DPS: Driver in wrong-way crash had DUI history

Posted at 12:58 PM, Apr 04, 2016

The Department of Public Safety says a man who crashed head-on into a van carrying a mother and her three daughters will be charged with aggravated assault and several charges of felony endangerment.

David Van Lenz, 44, is still in the hospital (the mug shot used in this story is from a previous arrest) Monday after the serious wrong-way crash on the Loop 101 early Sunday morning, according to DPS.

Officials suspect impairment as a factor of the crash, but toxicology reports have yet to be completed.

Lenz reportedly has past infractions including a DUI. An interlock device, a system hooked to the ignition to test impairment, was found in the car but there's no word on whether the device was current.

Crash victim Amber Cordner, the woman driving the van with her three daughters inside, told ABC15 that she just wants to be by her daughters' sides as they recover in the hospital.

Her 3-and-a-half-year-old daughter is said to have a broken pelvis. Her grandmother says she will likely be in a wheelchair for quite some time, as DPS says she is expected to be in long-term rehabilitation.

The 6-year-old girl suffered head lacerations and the 2-month-old baby girl will be fine.

The Cordners say they will be setting up a fundraising account to help cover medical costs.

The Arizona Department of Transportation says it is working on ways to alert police and drivers during a wrong-way situation that trouble is in front of them.

One idea would use current freeway traffic flow sensors to alert traffic control, instead of waiting on 911 calls.

#### ASSIGNED TASK A:
Rewrite the paragraph beginning "Lenz reportedly has past infractions" from the wrong-way crash report more briefly, keeping its main facts.
#### ASSIGNED TASK B:
Write the next paragraph of the wrong-way crash report, picking up after its final sentence.

#### Point localization data:

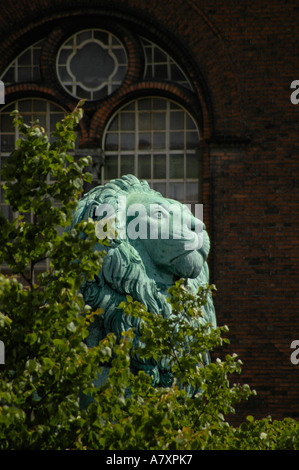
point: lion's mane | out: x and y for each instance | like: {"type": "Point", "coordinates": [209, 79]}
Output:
{"type": "Point", "coordinates": [123, 273]}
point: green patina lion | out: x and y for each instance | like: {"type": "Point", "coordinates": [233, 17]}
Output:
{"type": "Point", "coordinates": [143, 265]}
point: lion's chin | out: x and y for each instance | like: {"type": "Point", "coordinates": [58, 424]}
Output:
{"type": "Point", "coordinates": [187, 265]}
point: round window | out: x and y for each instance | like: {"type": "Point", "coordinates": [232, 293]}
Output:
{"type": "Point", "coordinates": [91, 64]}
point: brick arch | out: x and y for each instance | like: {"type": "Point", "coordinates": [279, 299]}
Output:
{"type": "Point", "coordinates": [202, 53]}
{"type": "Point", "coordinates": [137, 90]}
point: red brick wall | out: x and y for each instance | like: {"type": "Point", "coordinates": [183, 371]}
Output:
{"type": "Point", "coordinates": [243, 57]}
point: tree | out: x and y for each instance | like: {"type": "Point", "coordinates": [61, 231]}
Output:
{"type": "Point", "coordinates": [44, 323]}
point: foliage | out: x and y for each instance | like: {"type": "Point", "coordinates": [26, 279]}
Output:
{"type": "Point", "coordinates": [44, 323]}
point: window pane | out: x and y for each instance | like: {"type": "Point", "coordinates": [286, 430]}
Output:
{"type": "Point", "coordinates": [127, 121]}
{"type": "Point", "coordinates": [112, 142]}
{"type": "Point", "coordinates": [144, 166]}
{"type": "Point", "coordinates": [176, 191]}
{"type": "Point", "coordinates": [159, 166]}
{"type": "Point", "coordinates": [159, 140]}
{"type": "Point", "coordinates": [176, 166]}
{"type": "Point", "coordinates": [177, 120]}
{"type": "Point", "coordinates": [192, 191]}
{"type": "Point", "coordinates": [192, 166]}
{"type": "Point", "coordinates": [176, 140]}
{"type": "Point", "coordinates": [144, 141]}
{"type": "Point", "coordinates": [161, 188]}
{"type": "Point", "coordinates": [127, 141]}
{"type": "Point", "coordinates": [192, 140]}
{"type": "Point", "coordinates": [144, 121]}
{"type": "Point", "coordinates": [111, 170]}
{"type": "Point", "coordinates": [127, 164]}
{"type": "Point", "coordinates": [94, 61]}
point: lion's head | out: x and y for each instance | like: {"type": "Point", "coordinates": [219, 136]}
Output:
{"type": "Point", "coordinates": [155, 241]}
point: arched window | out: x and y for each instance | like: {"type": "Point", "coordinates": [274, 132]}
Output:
{"type": "Point", "coordinates": [156, 139]}
{"type": "Point", "coordinates": [142, 113]}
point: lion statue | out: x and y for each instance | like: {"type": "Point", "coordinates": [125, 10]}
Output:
{"type": "Point", "coordinates": [141, 262]}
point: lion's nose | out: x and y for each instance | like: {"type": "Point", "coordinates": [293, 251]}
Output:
{"type": "Point", "coordinates": [197, 225]}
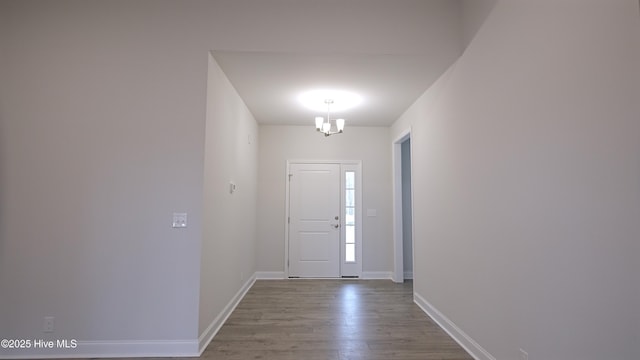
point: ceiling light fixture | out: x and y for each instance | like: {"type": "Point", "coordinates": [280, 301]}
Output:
{"type": "Point", "coordinates": [329, 127]}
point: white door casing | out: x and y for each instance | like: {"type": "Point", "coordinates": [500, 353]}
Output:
{"type": "Point", "coordinates": [314, 220]}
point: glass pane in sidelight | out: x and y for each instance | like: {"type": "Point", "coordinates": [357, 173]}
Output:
{"type": "Point", "coordinates": [350, 216]}
{"type": "Point", "coordinates": [350, 253]}
{"type": "Point", "coordinates": [350, 180]}
{"type": "Point", "coordinates": [350, 199]}
{"type": "Point", "coordinates": [350, 234]}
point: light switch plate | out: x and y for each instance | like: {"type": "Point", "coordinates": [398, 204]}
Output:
{"type": "Point", "coordinates": [179, 220]}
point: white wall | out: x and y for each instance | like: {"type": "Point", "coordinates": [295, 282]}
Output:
{"type": "Point", "coordinates": [281, 143]}
{"type": "Point", "coordinates": [102, 125]}
{"type": "Point", "coordinates": [526, 167]}
{"type": "Point", "coordinates": [229, 219]}
{"type": "Point", "coordinates": [407, 219]}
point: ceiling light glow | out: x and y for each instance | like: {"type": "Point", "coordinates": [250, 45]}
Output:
{"type": "Point", "coordinates": [342, 100]}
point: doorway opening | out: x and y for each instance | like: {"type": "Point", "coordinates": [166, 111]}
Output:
{"type": "Point", "coordinates": [323, 229]}
{"type": "Point", "coordinates": [402, 208]}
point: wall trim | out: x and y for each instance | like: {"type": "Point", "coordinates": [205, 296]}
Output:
{"type": "Point", "coordinates": [471, 346]}
{"type": "Point", "coordinates": [377, 275]}
{"type": "Point", "coordinates": [270, 275]}
{"type": "Point", "coordinates": [114, 349]}
{"type": "Point", "coordinates": [213, 328]}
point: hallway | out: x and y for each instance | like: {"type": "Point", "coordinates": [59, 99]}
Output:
{"type": "Point", "coordinates": [331, 319]}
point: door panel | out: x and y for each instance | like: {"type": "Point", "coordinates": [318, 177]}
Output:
{"type": "Point", "coordinates": [314, 239]}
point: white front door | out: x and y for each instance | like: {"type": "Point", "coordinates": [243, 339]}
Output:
{"type": "Point", "coordinates": [314, 224]}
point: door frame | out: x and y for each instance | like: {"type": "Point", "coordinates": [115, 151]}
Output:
{"type": "Point", "coordinates": [398, 238]}
{"type": "Point", "coordinates": [345, 165]}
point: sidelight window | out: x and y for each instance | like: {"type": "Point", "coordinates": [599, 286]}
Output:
{"type": "Point", "coordinates": [350, 217]}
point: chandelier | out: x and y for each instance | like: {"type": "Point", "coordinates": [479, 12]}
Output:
{"type": "Point", "coordinates": [329, 127]}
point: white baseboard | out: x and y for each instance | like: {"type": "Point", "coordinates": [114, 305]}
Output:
{"type": "Point", "coordinates": [113, 349]}
{"type": "Point", "coordinates": [213, 328]}
{"type": "Point", "coordinates": [464, 340]}
{"type": "Point", "coordinates": [270, 275]}
{"type": "Point", "coordinates": [376, 275]}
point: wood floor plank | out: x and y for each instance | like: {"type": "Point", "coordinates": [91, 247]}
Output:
{"type": "Point", "coordinates": [331, 319]}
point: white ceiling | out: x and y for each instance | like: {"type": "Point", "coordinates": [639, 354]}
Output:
{"type": "Point", "coordinates": [410, 45]}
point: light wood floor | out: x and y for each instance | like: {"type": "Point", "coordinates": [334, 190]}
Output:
{"type": "Point", "coordinates": [331, 319]}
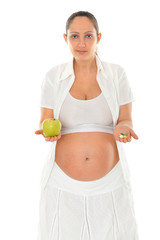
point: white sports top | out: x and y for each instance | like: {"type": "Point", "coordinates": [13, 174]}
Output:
{"type": "Point", "coordinates": [91, 115]}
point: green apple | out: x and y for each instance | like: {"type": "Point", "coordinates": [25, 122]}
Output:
{"type": "Point", "coordinates": [51, 127]}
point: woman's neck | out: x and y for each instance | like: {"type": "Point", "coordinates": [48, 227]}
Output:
{"type": "Point", "coordinates": [85, 66]}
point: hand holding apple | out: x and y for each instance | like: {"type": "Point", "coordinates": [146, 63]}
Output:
{"type": "Point", "coordinates": [51, 127]}
{"type": "Point", "coordinates": [50, 130]}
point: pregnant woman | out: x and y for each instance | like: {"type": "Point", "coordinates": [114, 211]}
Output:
{"type": "Point", "coordinates": [86, 192]}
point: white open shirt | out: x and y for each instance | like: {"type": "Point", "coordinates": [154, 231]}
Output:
{"type": "Point", "coordinates": [114, 85]}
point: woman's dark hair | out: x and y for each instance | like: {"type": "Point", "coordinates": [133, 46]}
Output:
{"type": "Point", "coordinates": [82, 14]}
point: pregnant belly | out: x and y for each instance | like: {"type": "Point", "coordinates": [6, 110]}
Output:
{"type": "Point", "coordinates": [86, 156]}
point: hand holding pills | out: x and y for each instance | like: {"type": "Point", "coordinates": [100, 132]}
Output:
{"type": "Point", "coordinates": [124, 134]}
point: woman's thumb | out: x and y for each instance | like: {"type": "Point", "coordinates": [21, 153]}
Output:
{"type": "Point", "coordinates": [39, 132]}
{"type": "Point", "coordinates": [133, 134]}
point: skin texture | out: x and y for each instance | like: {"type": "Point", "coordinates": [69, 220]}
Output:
{"type": "Point", "coordinates": [82, 36]}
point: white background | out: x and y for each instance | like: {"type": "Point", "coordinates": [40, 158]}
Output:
{"type": "Point", "coordinates": [31, 43]}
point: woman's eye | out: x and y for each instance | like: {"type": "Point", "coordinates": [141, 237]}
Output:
{"type": "Point", "coordinates": [89, 36]}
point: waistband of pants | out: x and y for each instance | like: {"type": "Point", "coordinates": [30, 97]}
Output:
{"type": "Point", "coordinates": [112, 180]}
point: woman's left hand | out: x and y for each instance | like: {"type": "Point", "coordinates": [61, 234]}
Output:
{"type": "Point", "coordinates": [125, 130]}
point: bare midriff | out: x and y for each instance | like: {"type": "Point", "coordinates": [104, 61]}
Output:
{"type": "Point", "coordinates": [86, 156]}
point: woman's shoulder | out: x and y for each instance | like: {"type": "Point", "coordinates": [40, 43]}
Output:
{"type": "Point", "coordinates": [112, 66]}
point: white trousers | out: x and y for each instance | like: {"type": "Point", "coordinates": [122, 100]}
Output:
{"type": "Point", "coordinates": [102, 209]}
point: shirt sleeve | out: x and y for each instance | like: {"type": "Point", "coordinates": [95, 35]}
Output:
{"type": "Point", "coordinates": [125, 91]}
{"type": "Point", "coordinates": [47, 93]}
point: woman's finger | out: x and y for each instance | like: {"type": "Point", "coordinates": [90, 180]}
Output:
{"type": "Point", "coordinates": [133, 134]}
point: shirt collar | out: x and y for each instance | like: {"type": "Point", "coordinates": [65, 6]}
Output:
{"type": "Point", "coordinates": [68, 69]}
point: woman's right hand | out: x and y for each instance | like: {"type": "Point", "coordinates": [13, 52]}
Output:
{"type": "Point", "coordinates": [48, 139]}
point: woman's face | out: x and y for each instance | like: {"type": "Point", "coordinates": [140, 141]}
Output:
{"type": "Point", "coordinates": [82, 38]}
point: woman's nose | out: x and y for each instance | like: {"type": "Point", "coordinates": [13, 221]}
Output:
{"type": "Point", "coordinates": [82, 43]}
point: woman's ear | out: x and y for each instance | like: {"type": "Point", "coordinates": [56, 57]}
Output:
{"type": "Point", "coordinates": [99, 37]}
{"type": "Point", "coordinates": [65, 37]}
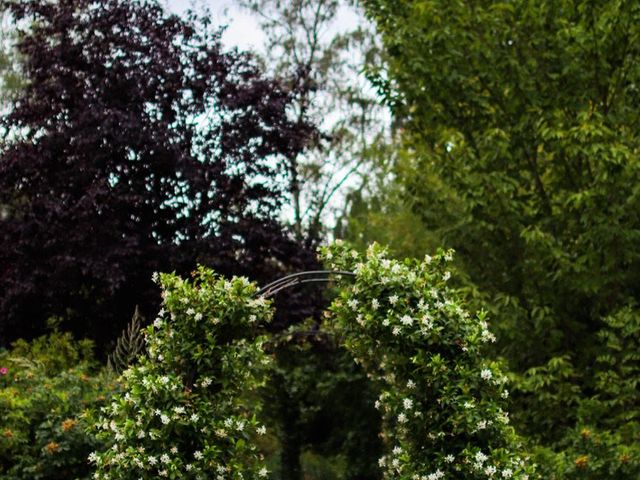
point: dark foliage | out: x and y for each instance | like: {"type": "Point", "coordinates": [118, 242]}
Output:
{"type": "Point", "coordinates": [137, 145]}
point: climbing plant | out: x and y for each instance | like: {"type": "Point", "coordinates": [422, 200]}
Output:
{"type": "Point", "coordinates": [183, 412]}
{"type": "Point", "coordinates": [442, 402]}
{"type": "Point", "coordinates": [184, 409]}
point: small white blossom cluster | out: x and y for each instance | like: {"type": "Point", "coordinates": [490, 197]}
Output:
{"type": "Point", "coordinates": [403, 322]}
{"type": "Point", "coordinates": [160, 427]}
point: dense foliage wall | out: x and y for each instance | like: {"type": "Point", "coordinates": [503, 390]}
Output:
{"type": "Point", "coordinates": [519, 148]}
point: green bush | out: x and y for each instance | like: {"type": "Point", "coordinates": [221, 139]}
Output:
{"type": "Point", "coordinates": [46, 387]}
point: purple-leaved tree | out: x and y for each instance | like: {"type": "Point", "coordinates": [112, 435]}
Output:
{"type": "Point", "coordinates": [136, 145]}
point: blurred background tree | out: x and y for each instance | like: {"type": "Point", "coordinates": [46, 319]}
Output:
{"type": "Point", "coordinates": [518, 147]}
{"type": "Point", "coordinates": [310, 43]}
{"type": "Point", "coordinates": [135, 145]}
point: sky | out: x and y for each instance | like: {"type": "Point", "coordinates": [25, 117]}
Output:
{"type": "Point", "coordinates": [242, 31]}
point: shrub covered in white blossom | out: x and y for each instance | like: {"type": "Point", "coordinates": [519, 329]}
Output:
{"type": "Point", "coordinates": [442, 402]}
{"type": "Point", "coordinates": [183, 412]}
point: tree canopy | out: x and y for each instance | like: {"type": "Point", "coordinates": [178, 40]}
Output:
{"type": "Point", "coordinates": [136, 145]}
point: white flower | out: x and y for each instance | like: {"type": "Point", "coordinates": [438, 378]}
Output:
{"type": "Point", "coordinates": [206, 381]}
{"type": "Point", "coordinates": [406, 320]}
{"type": "Point", "coordinates": [436, 476]}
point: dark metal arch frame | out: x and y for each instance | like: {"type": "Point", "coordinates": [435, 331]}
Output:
{"type": "Point", "coordinates": [311, 276]}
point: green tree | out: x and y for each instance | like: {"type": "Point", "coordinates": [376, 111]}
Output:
{"type": "Point", "coordinates": [519, 148]}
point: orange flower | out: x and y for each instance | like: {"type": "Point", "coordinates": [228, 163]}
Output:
{"type": "Point", "coordinates": [582, 461]}
{"type": "Point", "coordinates": [68, 424]}
{"type": "Point", "coordinates": [625, 458]}
{"type": "Point", "coordinates": [52, 447]}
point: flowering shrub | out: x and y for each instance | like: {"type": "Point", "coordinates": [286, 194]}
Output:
{"type": "Point", "coordinates": [46, 387]}
{"type": "Point", "coordinates": [442, 402]}
{"type": "Point", "coordinates": [184, 412]}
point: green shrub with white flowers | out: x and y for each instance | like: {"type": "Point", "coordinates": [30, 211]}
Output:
{"type": "Point", "coordinates": [186, 410]}
{"type": "Point", "coordinates": [442, 402]}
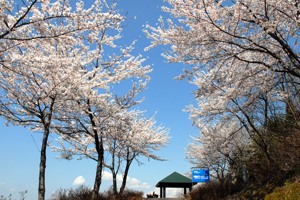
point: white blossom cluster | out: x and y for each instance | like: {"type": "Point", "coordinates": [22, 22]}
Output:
{"type": "Point", "coordinates": [244, 57]}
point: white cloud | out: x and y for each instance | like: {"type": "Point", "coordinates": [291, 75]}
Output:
{"type": "Point", "coordinates": [79, 180]}
{"type": "Point", "coordinates": [132, 183]}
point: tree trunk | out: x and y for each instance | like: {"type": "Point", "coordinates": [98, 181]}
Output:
{"type": "Point", "coordinates": [100, 152]}
{"type": "Point", "coordinates": [128, 163]}
{"type": "Point", "coordinates": [97, 182]}
{"type": "Point", "coordinates": [114, 183]}
{"type": "Point", "coordinates": [42, 188]}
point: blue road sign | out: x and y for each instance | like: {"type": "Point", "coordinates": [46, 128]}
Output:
{"type": "Point", "coordinates": [200, 175]}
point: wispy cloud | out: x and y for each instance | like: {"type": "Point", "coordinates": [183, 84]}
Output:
{"type": "Point", "coordinates": [79, 180]}
{"type": "Point", "coordinates": [132, 183]}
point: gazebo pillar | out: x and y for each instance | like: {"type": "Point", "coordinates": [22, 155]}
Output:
{"type": "Point", "coordinates": [162, 192]}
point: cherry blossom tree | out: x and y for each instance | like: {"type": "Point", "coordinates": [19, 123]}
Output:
{"type": "Point", "coordinates": [124, 136]}
{"type": "Point", "coordinates": [244, 58]}
{"type": "Point", "coordinates": [224, 148]}
{"type": "Point", "coordinates": [52, 57]}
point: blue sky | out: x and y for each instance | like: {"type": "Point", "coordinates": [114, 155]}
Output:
{"type": "Point", "coordinates": [19, 155]}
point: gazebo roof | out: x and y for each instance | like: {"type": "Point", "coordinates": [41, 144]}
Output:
{"type": "Point", "coordinates": [175, 180]}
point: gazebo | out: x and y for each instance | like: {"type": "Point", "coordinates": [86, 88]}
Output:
{"type": "Point", "coordinates": [174, 180]}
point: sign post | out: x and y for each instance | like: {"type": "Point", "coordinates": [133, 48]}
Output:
{"type": "Point", "coordinates": [200, 175]}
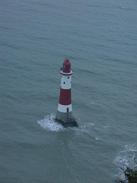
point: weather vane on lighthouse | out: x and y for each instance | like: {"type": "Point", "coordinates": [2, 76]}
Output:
{"type": "Point", "coordinates": [64, 111]}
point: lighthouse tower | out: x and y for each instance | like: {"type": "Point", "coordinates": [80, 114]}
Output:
{"type": "Point", "coordinates": [64, 111]}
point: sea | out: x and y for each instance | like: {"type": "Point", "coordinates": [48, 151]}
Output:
{"type": "Point", "coordinates": [100, 39]}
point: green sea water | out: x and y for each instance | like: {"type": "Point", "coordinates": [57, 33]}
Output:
{"type": "Point", "coordinates": [100, 39]}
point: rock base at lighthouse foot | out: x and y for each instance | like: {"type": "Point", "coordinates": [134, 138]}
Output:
{"type": "Point", "coordinates": [67, 120]}
{"type": "Point", "coordinates": [68, 123]}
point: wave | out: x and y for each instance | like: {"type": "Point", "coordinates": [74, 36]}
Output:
{"type": "Point", "coordinates": [50, 124]}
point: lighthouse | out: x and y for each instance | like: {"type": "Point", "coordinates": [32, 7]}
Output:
{"type": "Point", "coordinates": [64, 111]}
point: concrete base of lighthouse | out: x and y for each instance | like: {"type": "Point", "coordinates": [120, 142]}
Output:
{"type": "Point", "coordinates": [66, 119]}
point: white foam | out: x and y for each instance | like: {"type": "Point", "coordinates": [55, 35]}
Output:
{"type": "Point", "coordinates": [50, 124]}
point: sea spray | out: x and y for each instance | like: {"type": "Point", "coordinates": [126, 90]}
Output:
{"type": "Point", "coordinates": [50, 124]}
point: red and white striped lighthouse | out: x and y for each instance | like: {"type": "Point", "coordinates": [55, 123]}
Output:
{"type": "Point", "coordinates": [64, 111]}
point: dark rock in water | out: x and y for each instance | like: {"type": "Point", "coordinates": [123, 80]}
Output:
{"type": "Point", "coordinates": [68, 124]}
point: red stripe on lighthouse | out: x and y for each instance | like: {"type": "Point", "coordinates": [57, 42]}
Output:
{"type": "Point", "coordinates": [65, 96]}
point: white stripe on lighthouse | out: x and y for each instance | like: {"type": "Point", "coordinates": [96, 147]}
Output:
{"type": "Point", "coordinates": [65, 108]}
{"type": "Point", "coordinates": [66, 82]}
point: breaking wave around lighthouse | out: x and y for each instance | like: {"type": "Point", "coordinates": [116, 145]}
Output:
{"type": "Point", "coordinates": [50, 124]}
{"type": "Point", "coordinates": [126, 158]}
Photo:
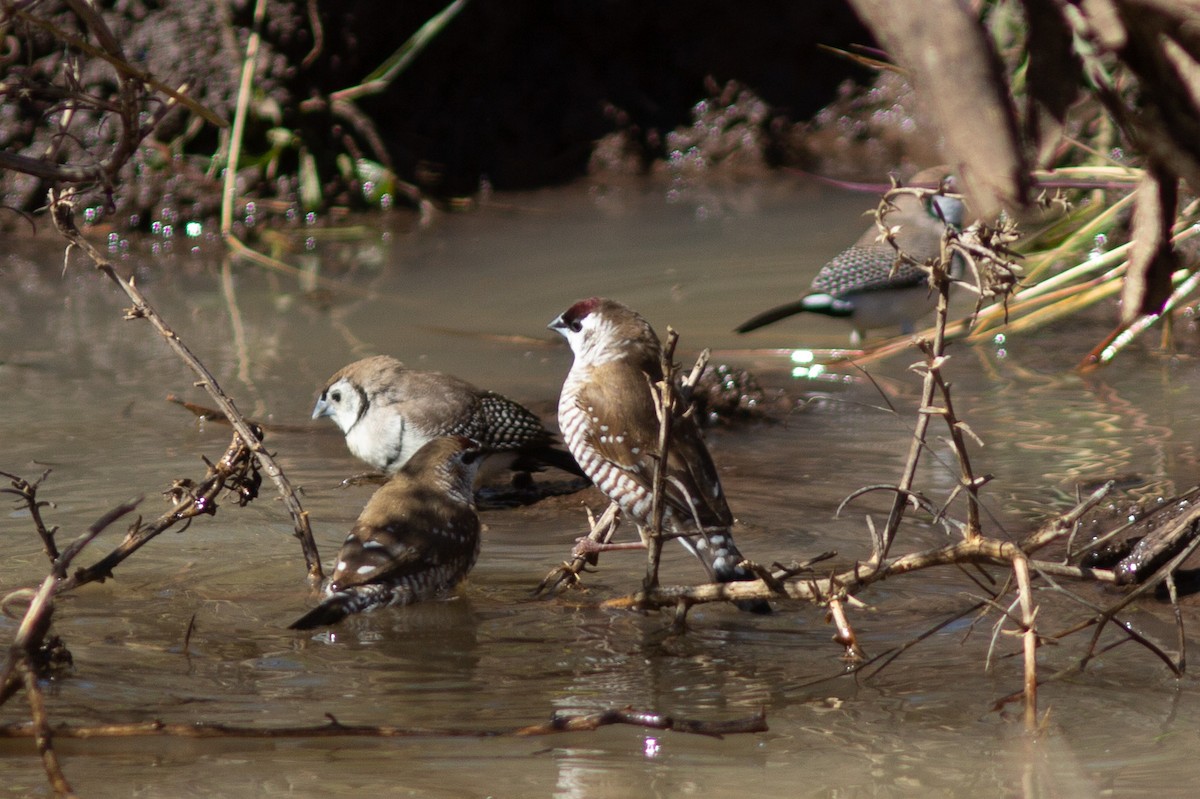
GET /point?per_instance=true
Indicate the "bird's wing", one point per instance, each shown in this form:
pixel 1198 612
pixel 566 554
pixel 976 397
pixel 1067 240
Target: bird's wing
pixel 622 398
pixel 509 425
pixel 865 269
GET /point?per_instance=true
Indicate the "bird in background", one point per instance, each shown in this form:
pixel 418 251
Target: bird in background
pixel 388 412
pixel 417 538
pixel 858 283
pixel 607 413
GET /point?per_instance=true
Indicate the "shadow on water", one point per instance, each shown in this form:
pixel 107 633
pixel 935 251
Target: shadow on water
pixel 472 295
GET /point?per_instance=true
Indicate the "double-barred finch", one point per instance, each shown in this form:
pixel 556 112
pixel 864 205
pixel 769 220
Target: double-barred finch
pixel 607 413
pixel 415 539
pixel 388 412
pixel 859 284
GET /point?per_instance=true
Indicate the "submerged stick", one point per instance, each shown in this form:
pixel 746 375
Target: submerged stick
pixel 564 724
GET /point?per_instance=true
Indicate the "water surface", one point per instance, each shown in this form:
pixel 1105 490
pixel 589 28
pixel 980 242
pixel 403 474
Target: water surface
pixel 84 395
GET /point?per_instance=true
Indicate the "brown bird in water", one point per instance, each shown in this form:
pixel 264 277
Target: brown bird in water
pixel 609 418
pixel 415 539
pixel 388 412
pixel 859 284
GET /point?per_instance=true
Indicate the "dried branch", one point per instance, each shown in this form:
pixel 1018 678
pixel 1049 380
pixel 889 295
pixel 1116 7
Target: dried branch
pixel 27 492
pixel 235 472
pixel 665 396
pixel 585 554
pixel 63 212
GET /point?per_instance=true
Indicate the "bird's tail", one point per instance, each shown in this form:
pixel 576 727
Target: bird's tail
pixel 723 559
pixel 816 302
pixel 357 599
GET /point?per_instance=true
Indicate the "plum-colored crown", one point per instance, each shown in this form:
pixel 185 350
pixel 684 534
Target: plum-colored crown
pixel 581 310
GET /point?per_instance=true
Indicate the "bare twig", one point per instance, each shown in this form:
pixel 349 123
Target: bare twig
pixel 27 492
pixel 665 406
pixel 63 212
pixel 1021 569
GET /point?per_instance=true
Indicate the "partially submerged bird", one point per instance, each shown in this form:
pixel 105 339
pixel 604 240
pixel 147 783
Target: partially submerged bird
pixel 858 283
pixel 607 413
pixel 417 538
pixel 388 412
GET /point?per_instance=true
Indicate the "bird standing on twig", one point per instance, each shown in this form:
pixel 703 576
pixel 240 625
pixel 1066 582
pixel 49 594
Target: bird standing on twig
pixel 388 412
pixel 607 413
pixel 858 282
pixel 415 539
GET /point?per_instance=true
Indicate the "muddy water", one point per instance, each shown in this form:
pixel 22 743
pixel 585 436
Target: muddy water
pixel 83 395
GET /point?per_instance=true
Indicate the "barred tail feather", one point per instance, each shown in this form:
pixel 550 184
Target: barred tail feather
pixel 723 560
pixel 358 599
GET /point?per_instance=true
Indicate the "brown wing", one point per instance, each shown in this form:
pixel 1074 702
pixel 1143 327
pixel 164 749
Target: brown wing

#### EXPECTED ANSWER A:
Lenz reportedly has past infractions, including a DUI. An interlock device, an ignition-linked system that tests for impairment, was found in his car, but it is unknown whether the device was current.

#### EXPECTED ANSWER B:
"We hope to develop a system and get a prototype developed so it can be installed somewhere along the I-17 here in Phoenix and we can do some further testing," said department spokesperson Doug Nitzel. "We'd love to get that up and running by next year."

ADOT is focusing on Interstate 17 because it sees the most wrong-way crashes.

In each situation, getting information out quickly is the top priority.

"Time is of the essence: how quickly can we notify DPS that a wrong way vehicle can be detected on the off ramp?" Nitzel said.

The fastest way to do that could be using radar detectors on Valley off-ramps, which officials hope to have in place in a couple of months.

In the time since Sunday's crash, several viewers have suggested law enforcement deploy stop sticks to slow wrong-way drivers. But ADOT says that technology is less effective at freeway speeds.

"Even if you used the spike system to spike the tires, there's no guarantee that vehicle wouldn't still make it down onto the free way itself," Nitzel said. "There is no one thing we can say ,this is the panacea to stop this."